◆ Assigned task ◆
Return the whole listing, keeping every character the same.

◆ Records supplied ◆
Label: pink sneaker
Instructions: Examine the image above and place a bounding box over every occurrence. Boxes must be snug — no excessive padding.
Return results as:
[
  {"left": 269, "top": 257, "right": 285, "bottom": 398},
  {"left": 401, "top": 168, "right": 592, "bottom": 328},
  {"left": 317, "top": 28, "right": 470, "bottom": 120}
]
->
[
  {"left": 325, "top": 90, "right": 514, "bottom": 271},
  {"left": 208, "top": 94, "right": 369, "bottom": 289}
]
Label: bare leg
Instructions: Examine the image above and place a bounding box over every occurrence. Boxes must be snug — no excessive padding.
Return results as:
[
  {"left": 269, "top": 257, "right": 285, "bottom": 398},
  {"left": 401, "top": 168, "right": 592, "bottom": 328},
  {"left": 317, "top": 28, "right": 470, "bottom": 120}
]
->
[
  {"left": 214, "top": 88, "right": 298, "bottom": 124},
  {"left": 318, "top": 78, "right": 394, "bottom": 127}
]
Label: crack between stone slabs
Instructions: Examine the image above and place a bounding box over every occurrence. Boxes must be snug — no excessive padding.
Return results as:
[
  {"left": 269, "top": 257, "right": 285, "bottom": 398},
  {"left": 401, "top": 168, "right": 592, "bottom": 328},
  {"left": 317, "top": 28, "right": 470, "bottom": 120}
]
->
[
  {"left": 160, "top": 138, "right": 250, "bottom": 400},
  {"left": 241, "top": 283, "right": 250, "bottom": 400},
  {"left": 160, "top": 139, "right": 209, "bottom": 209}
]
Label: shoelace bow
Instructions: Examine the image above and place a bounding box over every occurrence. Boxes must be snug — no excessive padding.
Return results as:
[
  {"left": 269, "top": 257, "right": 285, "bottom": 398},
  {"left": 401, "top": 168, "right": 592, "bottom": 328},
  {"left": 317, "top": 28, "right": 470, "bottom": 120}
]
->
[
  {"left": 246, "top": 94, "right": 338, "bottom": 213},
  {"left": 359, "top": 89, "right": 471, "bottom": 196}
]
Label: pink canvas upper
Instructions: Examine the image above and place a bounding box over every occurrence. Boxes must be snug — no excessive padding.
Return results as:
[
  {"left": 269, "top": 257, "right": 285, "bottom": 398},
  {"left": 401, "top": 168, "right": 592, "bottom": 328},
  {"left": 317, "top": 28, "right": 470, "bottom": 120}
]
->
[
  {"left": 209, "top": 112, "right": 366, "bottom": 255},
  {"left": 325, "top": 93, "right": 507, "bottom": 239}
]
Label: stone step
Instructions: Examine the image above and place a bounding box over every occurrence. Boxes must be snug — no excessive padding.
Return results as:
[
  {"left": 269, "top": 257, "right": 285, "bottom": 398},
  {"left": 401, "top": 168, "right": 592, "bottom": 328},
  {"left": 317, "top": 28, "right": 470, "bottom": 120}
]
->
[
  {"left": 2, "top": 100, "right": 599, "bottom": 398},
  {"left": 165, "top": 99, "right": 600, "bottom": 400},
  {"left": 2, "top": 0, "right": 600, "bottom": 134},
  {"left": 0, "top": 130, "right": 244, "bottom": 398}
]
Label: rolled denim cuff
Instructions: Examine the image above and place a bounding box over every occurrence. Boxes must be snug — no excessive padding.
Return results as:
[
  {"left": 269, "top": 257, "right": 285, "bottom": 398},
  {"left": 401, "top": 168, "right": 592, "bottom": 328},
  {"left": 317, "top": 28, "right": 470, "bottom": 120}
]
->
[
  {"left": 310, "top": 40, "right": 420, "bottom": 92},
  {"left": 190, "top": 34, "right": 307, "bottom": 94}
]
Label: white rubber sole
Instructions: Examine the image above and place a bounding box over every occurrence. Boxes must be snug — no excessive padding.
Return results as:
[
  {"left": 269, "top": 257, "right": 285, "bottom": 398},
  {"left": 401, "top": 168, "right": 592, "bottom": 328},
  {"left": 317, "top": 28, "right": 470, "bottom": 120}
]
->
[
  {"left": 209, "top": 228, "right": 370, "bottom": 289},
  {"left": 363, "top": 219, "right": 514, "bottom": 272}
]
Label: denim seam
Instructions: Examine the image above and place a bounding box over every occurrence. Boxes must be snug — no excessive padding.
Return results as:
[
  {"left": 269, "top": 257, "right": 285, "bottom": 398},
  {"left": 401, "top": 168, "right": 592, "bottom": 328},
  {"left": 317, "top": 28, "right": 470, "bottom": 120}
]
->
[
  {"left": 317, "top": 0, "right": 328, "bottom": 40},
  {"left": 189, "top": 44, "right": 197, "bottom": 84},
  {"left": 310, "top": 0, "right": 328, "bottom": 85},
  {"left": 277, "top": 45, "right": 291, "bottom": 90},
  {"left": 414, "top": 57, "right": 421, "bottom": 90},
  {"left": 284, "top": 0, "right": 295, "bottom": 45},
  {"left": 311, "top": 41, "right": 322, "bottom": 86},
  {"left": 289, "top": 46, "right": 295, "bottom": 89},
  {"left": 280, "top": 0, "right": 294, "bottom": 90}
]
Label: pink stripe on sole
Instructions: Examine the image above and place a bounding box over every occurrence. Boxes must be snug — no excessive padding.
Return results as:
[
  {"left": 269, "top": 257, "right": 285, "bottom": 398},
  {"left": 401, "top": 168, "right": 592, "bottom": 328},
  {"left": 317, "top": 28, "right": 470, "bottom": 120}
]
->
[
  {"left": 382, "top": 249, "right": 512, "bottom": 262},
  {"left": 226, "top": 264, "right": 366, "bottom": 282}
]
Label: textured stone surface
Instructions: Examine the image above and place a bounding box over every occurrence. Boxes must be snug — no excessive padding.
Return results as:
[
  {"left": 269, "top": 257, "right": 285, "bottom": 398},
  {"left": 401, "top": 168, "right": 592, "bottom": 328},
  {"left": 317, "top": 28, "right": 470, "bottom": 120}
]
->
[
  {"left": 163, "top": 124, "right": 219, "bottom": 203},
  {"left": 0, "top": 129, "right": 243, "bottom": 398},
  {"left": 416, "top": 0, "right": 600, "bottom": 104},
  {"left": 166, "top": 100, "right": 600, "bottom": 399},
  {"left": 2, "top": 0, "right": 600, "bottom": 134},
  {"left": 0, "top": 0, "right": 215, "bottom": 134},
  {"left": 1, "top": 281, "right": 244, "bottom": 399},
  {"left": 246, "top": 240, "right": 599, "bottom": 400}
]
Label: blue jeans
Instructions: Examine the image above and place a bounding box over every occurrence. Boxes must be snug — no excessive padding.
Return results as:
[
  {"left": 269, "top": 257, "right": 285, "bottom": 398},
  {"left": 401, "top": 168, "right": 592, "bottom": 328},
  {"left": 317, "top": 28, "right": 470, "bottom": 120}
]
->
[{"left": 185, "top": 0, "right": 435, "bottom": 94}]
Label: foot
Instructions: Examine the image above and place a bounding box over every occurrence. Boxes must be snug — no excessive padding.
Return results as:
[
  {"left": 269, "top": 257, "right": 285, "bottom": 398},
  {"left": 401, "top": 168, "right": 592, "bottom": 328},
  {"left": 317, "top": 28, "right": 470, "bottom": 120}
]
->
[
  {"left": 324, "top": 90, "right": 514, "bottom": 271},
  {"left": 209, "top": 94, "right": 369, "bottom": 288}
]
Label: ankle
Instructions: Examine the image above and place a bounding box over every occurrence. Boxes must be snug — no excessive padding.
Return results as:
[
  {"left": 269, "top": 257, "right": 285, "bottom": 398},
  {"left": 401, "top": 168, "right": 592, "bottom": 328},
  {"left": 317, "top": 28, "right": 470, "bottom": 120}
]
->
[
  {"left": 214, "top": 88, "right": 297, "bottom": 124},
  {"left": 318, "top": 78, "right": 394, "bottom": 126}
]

◆ Exercise result ◆
Label: pink sneaker
Instructions: Examine the image above and place a bounding box over every occurrence. Boxes must be snug — no excessive padding.
Return results as:
[
  {"left": 269, "top": 257, "right": 285, "bottom": 398},
  {"left": 401, "top": 168, "right": 592, "bottom": 328},
  {"left": 317, "top": 28, "right": 470, "bottom": 120}
]
->
[
  {"left": 325, "top": 90, "right": 514, "bottom": 271},
  {"left": 208, "top": 94, "right": 369, "bottom": 289}
]
Label: bare leg
Instructions: Examine the image above and place a bounding box over every occurrence. Boxes must be snug — no excessive padding.
Return results as:
[
  {"left": 269, "top": 257, "right": 285, "bottom": 398},
  {"left": 401, "top": 168, "right": 592, "bottom": 328},
  {"left": 317, "top": 28, "right": 470, "bottom": 120}
]
->
[
  {"left": 214, "top": 88, "right": 298, "bottom": 124},
  {"left": 318, "top": 78, "right": 394, "bottom": 127}
]
Label: crack between stone slabs
Instructions: Examine the image above and place a bounding box over every occurrence. Boxes must be snug — no excessive padding.
Return results as:
[
  {"left": 269, "top": 257, "right": 285, "bottom": 398},
  {"left": 401, "top": 168, "right": 592, "bottom": 328},
  {"left": 317, "top": 28, "right": 470, "bottom": 120}
]
->
[
  {"left": 160, "top": 138, "right": 250, "bottom": 400},
  {"left": 241, "top": 283, "right": 250, "bottom": 400},
  {"left": 160, "top": 139, "right": 209, "bottom": 209}
]
Label: shoelace bow
Instructions: Examine the image above and place a bounding box over every occurrence. Boxes must be snug — no excessive padding.
Return results as:
[
  {"left": 269, "top": 257, "right": 285, "bottom": 398},
  {"left": 401, "top": 168, "right": 592, "bottom": 328},
  {"left": 317, "top": 28, "right": 470, "bottom": 120}
]
->
[
  {"left": 246, "top": 94, "right": 338, "bottom": 213},
  {"left": 359, "top": 89, "right": 471, "bottom": 196}
]
Label: pink canvas upper
Instructions: Examine the image above and place a bounding box over every occurrence. Boxes must be snug — no excessive padding.
Return results as:
[
  {"left": 269, "top": 257, "right": 285, "bottom": 398},
  {"left": 401, "top": 168, "right": 592, "bottom": 328},
  {"left": 317, "top": 28, "right": 470, "bottom": 120}
]
->
[
  {"left": 209, "top": 112, "right": 366, "bottom": 255},
  {"left": 325, "top": 93, "right": 507, "bottom": 239}
]
Label: stone step
Instructions: Examine the image above and place a bounding box over every occurrence. Boxes must be snug — no excessive padding.
Return results as:
[
  {"left": 269, "top": 257, "right": 285, "bottom": 398},
  {"left": 401, "top": 168, "right": 592, "bottom": 328},
  {"left": 317, "top": 28, "right": 470, "bottom": 120}
]
->
[
  {"left": 2, "top": 100, "right": 599, "bottom": 398},
  {"left": 165, "top": 99, "right": 600, "bottom": 400},
  {"left": 2, "top": 0, "right": 600, "bottom": 134},
  {"left": 0, "top": 130, "right": 244, "bottom": 398}
]
Label: rolled denim cuff
Instructions: Examine the image above and place a bounding box over every occurrence. Boxes must be snug — no excessive padding.
Return results as:
[
  {"left": 269, "top": 257, "right": 285, "bottom": 398},
  {"left": 401, "top": 168, "right": 592, "bottom": 328},
  {"left": 317, "top": 28, "right": 470, "bottom": 120}
]
->
[
  {"left": 310, "top": 40, "right": 420, "bottom": 92},
  {"left": 190, "top": 34, "right": 307, "bottom": 94}
]
Label: white rubber sole
Instructions: Examine the image above and place a bounding box over every occurrence. Boxes must be snug — no excessive padding.
Return results as:
[
  {"left": 269, "top": 257, "right": 285, "bottom": 398},
  {"left": 401, "top": 168, "right": 592, "bottom": 328},
  {"left": 317, "top": 28, "right": 470, "bottom": 120}
]
->
[
  {"left": 209, "top": 228, "right": 370, "bottom": 289},
  {"left": 363, "top": 219, "right": 514, "bottom": 272}
]
Label: denim seam
Instructions: Examine the image above and place a bounding box over every occurrence. Boxes must be snug — no excessive padding.
Return results as:
[
  {"left": 269, "top": 257, "right": 285, "bottom": 398},
  {"left": 401, "top": 168, "right": 592, "bottom": 328},
  {"left": 317, "top": 28, "right": 470, "bottom": 120}
]
->
[
  {"left": 317, "top": 0, "right": 328, "bottom": 40},
  {"left": 189, "top": 44, "right": 197, "bottom": 84},
  {"left": 310, "top": 0, "right": 328, "bottom": 85},
  {"left": 277, "top": 45, "right": 291, "bottom": 90},
  {"left": 414, "top": 57, "right": 421, "bottom": 90},
  {"left": 284, "top": 0, "right": 295, "bottom": 45},
  {"left": 311, "top": 41, "right": 322, "bottom": 86},
  {"left": 289, "top": 46, "right": 295, "bottom": 89},
  {"left": 280, "top": 0, "right": 294, "bottom": 90}
]
Label: pink stripe on sole
Instructions: Examine the image above and place a bounding box over every occurrence. Boxes must be snug — no excessive padding.
Return results as:
[
  {"left": 269, "top": 257, "right": 285, "bottom": 398},
  {"left": 401, "top": 168, "right": 592, "bottom": 328},
  {"left": 317, "top": 28, "right": 470, "bottom": 120}
]
->
[
  {"left": 382, "top": 249, "right": 512, "bottom": 262},
  {"left": 226, "top": 264, "right": 366, "bottom": 282}
]
Label: textured stone surface
Instructions: Examine the image above and place a bounding box over every occurrence. Boxes must be snug — no excessive padding.
Return results as:
[
  {"left": 269, "top": 257, "right": 285, "bottom": 398},
  {"left": 401, "top": 168, "right": 592, "bottom": 328},
  {"left": 317, "top": 28, "right": 470, "bottom": 120}
]
->
[
  {"left": 163, "top": 124, "right": 219, "bottom": 203},
  {"left": 0, "top": 129, "right": 243, "bottom": 398},
  {"left": 416, "top": 0, "right": 600, "bottom": 104},
  {"left": 166, "top": 100, "right": 600, "bottom": 399},
  {"left": 2, "top": 0, "right": 600, "bottom": 134},
  {"left": 0, "top": 0, "right": 215, "bottom": 134},
  {"left": 1, "top": 281, "right": 244, "bottom": 399},
  {"left": 246, "top": 240, "right": 599, "bottom": 400}
]
Label: blue jeans
Instructions: Examine the image above and place a bounding box over every occurrence. Boxes must be snug — no excessive padding.
Return results as:
[
  {"left": 269, "top": 257, "right": 285, "bottom": 398},
  {"left": 401, "top": 168, "right": 592, "bottom": 328},
  {"left": 317, "top": 28, "right": 470, "bottom": 120}
]
->
[{"left": 185, "top": 0, "right": 435, "bottom": 94}]
Label: foot
Instructions: Examine the image above and place a bounding box over every occurrence. Boxes must be snug — no excessive padding.
Return results as:
[
  {"left": 269, "top": 257, "right": 285, "bottom": 398},
  {"left": 401, "top": 168, "right": 592, "bottom": 328},
  {"left": 317, "top": 28, "right": 470, "bottom": 120}
]
->
[
  {"left": 324, "top": 90, "right": 514, "bottom": 271},
  {"left": 209, "top": 94, "right": 369, "bottom": 288}
]
Label: ankle
Instructions: Examine the image above and place a bounding box over every occurrence. Boxes must be snug — no excessive padding.
Return results as:
[
  {"left": 269, "top": 257, "right": 285, "bottom": 398},
  {"left": 401, "top": 168, "right": 592, "bottom": 328},
  {"left": 317, "top": 28, "right": 470, "bottom": 120}
]
->
[
  {"left": 214, "top": 88, "right": 297, "bottom": 124},
  {"left": 318, "top": 78, "right": 394, "bottom": 126}
]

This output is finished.